(Object detection data)
************

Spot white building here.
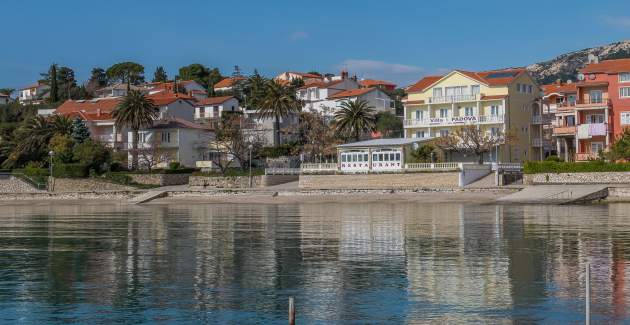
[195,96,241,121]
[315,88,394,115]
[18,81,50,104]
[127,118,215,168]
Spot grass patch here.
[523,160,630,174]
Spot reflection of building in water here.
[405,204,511,322]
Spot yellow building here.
[404,68,542,162]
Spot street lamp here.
[48,150,55,191]
[247,143,254,188]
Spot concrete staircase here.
[497,185,608,204]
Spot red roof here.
[214,77,247,89]
[330,88,376,98]
[407,76,444,93]
[407,68,526,92]
[542,83,577,95]
[298,79,344,89]
[195,96,234,106]
[359,79,396,87]
[580,59,630,74]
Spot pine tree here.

************

THE PROBLEM: Put the lines of the listing above into a numbered list, leaving out blank lines and the pictures.

OUTPUT BELOW:
1. Spot white building here.
2. [195,96,241,121]
3. [315,88,394,115]
4. [18,81,50,104]
5. [127,118,215,168]
6. Spot grass patch here.
7. [523,160,630,174]
8. Spot reflection of building in water here.
9. [405,204,511,322]
10. Spot yellow building here.
11. [404,68,542,162]
12. Spot street lamp here.
13. [48,150,55,191]
14. [247,143,254,188]
15. Spot concrete staircase here.
16. [497,185,608,204]
17. Spot red roof here.
18. [214,77,247,89]
19. [330,88,376,98]
20. [407,76,444,93]
21. [407,68,526,92]
22. [542,83,577,95]
23. [298,79,344,89]
24. [195,96,234,106]
25. [359,79,396,87]
26. [580,59,630,74]
27. Spot pine tree here.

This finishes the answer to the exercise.